### [Extracted text]
=== Section Start ===

Response (In Progress)
{
"request_id": "7eaa77fc-bc67-4021-9f1b-96b3fd832314",
"model": "gemini-batch",
"status": "processing",
"outcome": {
"batch_job_state": "JOB_STATE_RUNNING"
},
"created_at": 1761763441,
"updated_at": 1761764441
}
Response (Completed)
{
"request_id": "7eaa77fc-bc67-4021-9f1b-96b3fd832314",
"model": "gemini-batch",
"status": "success",
"outcome": {
"batch_job_state": "JOB_STATE_SUCCEEDED",
"output_url": "https://storage.googleapis.com/.../predictions.jsonl",
"output_download_urls": [
"https://storage.googleapis.com/.../predictions-00000-of-00001.jsonl"
],
"batch_job_completion_stats": {
"successful_count": "100",
"failed_count": "2"
},
"token_usage": {
"total_prompt_tokens": 5000,
"total_candidates_tokens": 8000,
"successful_requests": 100,
"failed_requests": 2
},
"actual_cost_usd": "$0.001234"
},
"created_at": 1761763441,
"updated_at": 1761765441
}
Download and Parse Output
The output is a JSONL file where each line corresponds to one input request:
{
"status": "",
"processed_time": "2024-01-15T10:30:00.000+00:00",
"request": {"contents": [{"role": "user", "parts": [{"text": "What is 2+2?"}]}]},
"response": {
"candidates": [{
"content": {"parts": [{"text": "4"}], "role": "model"},
"finishReason": "STOP"
}],
"usageMetadata": {
"promptTokenCount": 5,
"candidatesTokenCount": 1,
"totalTokenCount": 6
}
}
}
Note: An empty status field indicates success. Failed requests will have an error message in status.
List Your Batch Jobs
Endpoint
GET /api/v1/ie/requestqueue/apikey/requests?model_id=gemini-batch
Example
curl -X GET "https://console.gmicloud.ai/api/v1/ie/requestqueue/apikey/requests?model_id=gemini-batch" \
-H "Authorization: Bearer YOUR_API_KEY"
Request Status Values
| Status | Description |
|---|
queued | Job is waiting to be submitted to Vertex AI |
processing | Batch job is running (may take minutes to hours) |
success | Job completed (check batch_job_completion_stats for details) |
failed | Job failed (check error message in outcome) |
Batch Job States (Vertex AI)
| State | Description |
|---|
JOB_STATE_QUEUED | Waiting for resources |
JOB_STATE_PENDING | Job is being prepared |
JOB_STATE_RUNNING | Processing requests |
JOB_STATE_SUCCEEDED | All requests completed |
JOB_STATE_PARTIALLY_SUCCEEDED | Some requests failed |
JOB_STATE_FAILED | Job failed |
JOB_STATE_CANCELLED | Job was cancelled (e.g., 24h timeout) |
Limits
| Limit | Value |
|---|
| Max input file size | 1 GB |
| Max requests per job | 200,000 |
| Max processing time | 24 hours (after job starts running) |
| Max queue time | 72 hours |
Tips for Best Results
- Batch Size: Ideal for 100+ requests. For fewer requests, consider online inference.
- File References: Use
gs:// URIs for images/documents stored in Google Cloud Storage.
- Processing Time: Jobs typically complete within minutes to hours depending on volume.
- Cost Optimization: Use batch for non-time-sensitive workloads to save ~50%.
- Error Handling: Check
batch_job_completion_stats for failed request counts.

=== Section End ===

### [Problems and tasks]
1. Answer these questions from the batch job documentation, one answer a line:
(a) What is the maximum processing time for a job?
(b) What does an empty status field in the output file indicate?
(c) What value does failed_count have in the completed response?
2. Repeat the batch job documentation from "- Cost Optimization: Use" up to and including "failed request counts.".

### [Dataset records]
=== Section Start ===

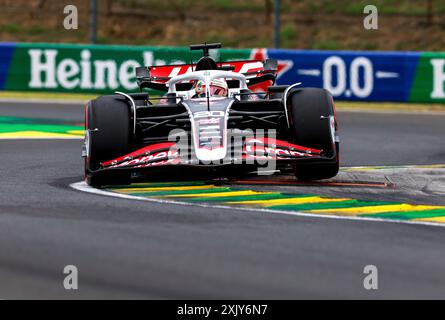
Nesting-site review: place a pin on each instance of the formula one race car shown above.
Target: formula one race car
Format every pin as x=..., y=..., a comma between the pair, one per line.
x=210, y=121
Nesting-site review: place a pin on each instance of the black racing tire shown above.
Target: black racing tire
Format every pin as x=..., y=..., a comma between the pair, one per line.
x=108, y=122
x=309, y=111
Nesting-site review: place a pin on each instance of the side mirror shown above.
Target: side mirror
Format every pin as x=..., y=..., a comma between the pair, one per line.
x=142, y=72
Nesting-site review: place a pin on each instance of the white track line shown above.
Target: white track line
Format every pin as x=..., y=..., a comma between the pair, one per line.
x=82, y=186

=== Section End ===

### [Solutions]
1.
(a) 24 hours (after the job starts running)
(b) Success
(c) 2

2.
- Cost Optimization: Use batch for non-time-sensitive workloads to save ~50%.
- Error Handling: Check
batch_job_completion_stats for failed request counts.